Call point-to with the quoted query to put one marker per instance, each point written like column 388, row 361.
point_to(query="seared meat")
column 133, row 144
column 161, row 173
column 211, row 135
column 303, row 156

# # # # # # #

→ GIVEN PROBLEM
Rewrite the items above with "marker" changed to "pin" and everything else left as it is.

→ RESULT OF THIS TASK
Call point-to with the quoted query to put one pin per instance, each point written like column 388, row 361.
point_to(query="seared meat")
column 133, row 144
column 161, row 173
column 211, row 135
column 303, row 156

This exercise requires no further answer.